What is expected:
Would you transcribe all of the entries that follow, word for word?

Source data:
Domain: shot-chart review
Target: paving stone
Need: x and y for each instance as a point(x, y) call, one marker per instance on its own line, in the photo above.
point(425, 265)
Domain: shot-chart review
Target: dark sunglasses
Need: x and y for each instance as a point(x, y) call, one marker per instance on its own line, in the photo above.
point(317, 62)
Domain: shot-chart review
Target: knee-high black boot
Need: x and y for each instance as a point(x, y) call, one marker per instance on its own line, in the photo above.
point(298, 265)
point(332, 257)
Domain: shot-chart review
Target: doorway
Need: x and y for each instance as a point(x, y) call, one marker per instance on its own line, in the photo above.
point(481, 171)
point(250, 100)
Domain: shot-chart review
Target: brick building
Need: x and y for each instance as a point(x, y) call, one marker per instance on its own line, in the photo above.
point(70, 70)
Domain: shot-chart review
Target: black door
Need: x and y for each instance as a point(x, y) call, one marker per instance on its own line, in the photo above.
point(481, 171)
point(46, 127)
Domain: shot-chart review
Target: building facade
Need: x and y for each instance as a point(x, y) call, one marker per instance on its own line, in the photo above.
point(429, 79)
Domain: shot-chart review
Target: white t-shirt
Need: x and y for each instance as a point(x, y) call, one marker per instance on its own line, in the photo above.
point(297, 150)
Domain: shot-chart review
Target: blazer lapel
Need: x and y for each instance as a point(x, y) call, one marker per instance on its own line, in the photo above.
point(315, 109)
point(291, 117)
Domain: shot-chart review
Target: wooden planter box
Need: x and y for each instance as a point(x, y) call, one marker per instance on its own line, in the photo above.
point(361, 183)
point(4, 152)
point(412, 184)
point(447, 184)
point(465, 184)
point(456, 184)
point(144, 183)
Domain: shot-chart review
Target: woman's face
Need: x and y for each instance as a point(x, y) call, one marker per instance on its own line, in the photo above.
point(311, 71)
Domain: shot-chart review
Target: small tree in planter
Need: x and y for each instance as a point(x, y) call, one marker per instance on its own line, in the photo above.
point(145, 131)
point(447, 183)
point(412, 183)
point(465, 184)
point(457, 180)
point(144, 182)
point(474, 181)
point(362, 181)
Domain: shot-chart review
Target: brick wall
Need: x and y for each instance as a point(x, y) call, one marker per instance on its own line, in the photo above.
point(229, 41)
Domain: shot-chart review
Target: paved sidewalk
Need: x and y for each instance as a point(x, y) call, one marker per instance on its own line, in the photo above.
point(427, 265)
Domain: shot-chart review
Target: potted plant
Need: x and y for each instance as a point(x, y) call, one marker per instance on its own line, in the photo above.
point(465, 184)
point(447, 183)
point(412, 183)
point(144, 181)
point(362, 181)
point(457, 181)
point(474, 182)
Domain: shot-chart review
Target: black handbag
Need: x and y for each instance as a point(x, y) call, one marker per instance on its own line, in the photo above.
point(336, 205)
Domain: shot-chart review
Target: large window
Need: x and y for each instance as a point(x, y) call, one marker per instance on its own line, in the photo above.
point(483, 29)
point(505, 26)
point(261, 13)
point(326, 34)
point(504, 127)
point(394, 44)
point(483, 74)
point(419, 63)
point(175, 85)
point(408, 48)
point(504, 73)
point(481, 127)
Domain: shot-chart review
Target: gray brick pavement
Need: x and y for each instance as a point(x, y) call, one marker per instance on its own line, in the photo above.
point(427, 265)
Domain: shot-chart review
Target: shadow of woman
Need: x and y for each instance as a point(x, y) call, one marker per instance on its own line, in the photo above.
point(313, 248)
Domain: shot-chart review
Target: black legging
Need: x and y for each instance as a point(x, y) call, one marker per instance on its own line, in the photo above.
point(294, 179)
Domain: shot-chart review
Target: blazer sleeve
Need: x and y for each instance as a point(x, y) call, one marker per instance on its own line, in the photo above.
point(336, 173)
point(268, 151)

Your solution:
Domain: shot-chart review
Target: paving stone
Need: x and y for each instance as a point(x, y) call, one marker per instance on its own line, in the photo above.
point(425, 265)
Domain: shot-chart review
Target: dark sunglasses
Need: x and y for each instance as a point(x, y) call, one marker per instance on its own line, in the photo above.
point(317, 62)
Domain: shot-chart review
Target: knee-high black boot
Need: x and y for each instance as a point(x, y) call, one marker per instance on its own line, in the photo above.
point(298, 265)
point(332, 257)
Domain: shot-chart review
Target: doorway
Need: x and y for each instance as a point(x, y) call, one marker per instance on its own line, in the photo above.
point(481, 171)
point(250, 100)
Domain: shot-chart review
Target: brick building
Need: x and y for each instance as a point(x, y) call, one marker per instance on its own line, in the photo above.
point(70, 70)
Domain: shot-chart review
Target: black door
Need: x and y for each instance as a point(x, y) call, one marker per instance on its own line, in the photo above.
point(481, 171)
point(46, 127)
Domain: shot-chart review
Target: building facade
Need: x and y for each instance as a point(x, y) call, one marker per instance on its own line, in the photo above.
point(429, 79)
Domain: shot-chart review
Target: white t-shirt
Need: x and y for each instance as a point(x, y) call, one marker per instance on its own line, in the photo above.
point(297, 150)
Domain: shot-chart review
Target: blazer lapel
Need: x and y for each instance as a point(x, y) call, one marker per instance on its own line, in the photo above.
point(315, 109)
point(291, 117)
Domain: shot-chart review
Target: wooden planter box
Need: x and y for each instance as a point(x, y) call, one marker per instance on its own line, in the photo above.
point(361, 183)
point(4, 152)
point(412, 184)
point(447, 184)
point(465, 184)
point(456, 184)
point(144, 183)
Domain: shot-chart review
Target: woman's face
Need: x and y for each instance as a point(x, y) call, one marker per instance on its own line, in the photo above.
point(311, 71)
Domain: shot-chart review
Target: small tree in planter
Need: x and y for each instance as a point(x, y) call, one marker per instance on its own line, in the photo above.
point(145, 131)
point(447, 183)
point(412, 183)
point(465, 184)
point(457, 180)
point(144, 182)
point(474, 181)
point(362, 181)
Domain: shot-chart review
Target: brick wall
Need: x and y for each instance as a point(x, y) call, one marker per instance on its own line, in the photo above.
point(229, 41)
Domain: shot-chart review
Target: paved sidewalk
Need: x and y for each instance as a point(x, y) call, one marker per instance on its own line, in the photo above.
point(427, 265)
Domain: shot-chart review
Target: potted plant
Need: x and y for each instance as a point(x, y) call, one marker per instance on its own line, in the photo above.
point(465, 184)
point(447, 183)
point(412, 183)
point(144, 181)
point(362, 181)
point(457, 181)
point(474, 182)
Domain: shot-chart review
Target: black handbag
Need: x and y for each instance as a point(x, y) call, one marker per instance on its own line, in the photo above.
point(336, 205)
Domain: shot-chart review
Target: large window
Need: x and y for each instance as a point(x, y) call, one marker per instance on its own line, in the photo above.
point(483, 29)
point(505, 26)
point(261, 13)
point(326, 34)
point(504, 127)
point(394, 44)
point(483, 74)
point(419, 63)
point(175, 85)
point(408, 48)
point(504, 73)
point(481, 127)
Domain: shot-chart review
Target: gray brick pavement
Need: x and y for each instance as a point(x, y) call, one marker per instance on its own line, in the photo above.
point(427, 265)
Domain: shot-chart review
Target: shadow of woman
Need: x and y for each instance as a point(x, y) call, one marker per instance on its own line, in the photo above.
point(313, 248)
Domain: shot-chart review
Target: black legging
Need: x and y for each instance as a point(x, y) call, one marker per instance on its own line, in the photo above.
point(294, 179)
Domain: shot-chart review
Target: blazer sleeve
Need: x and y for each instance as a point(x, y) call, one marker per instance on its own line, in the photo above.
point(336, 173)
point(268, 151)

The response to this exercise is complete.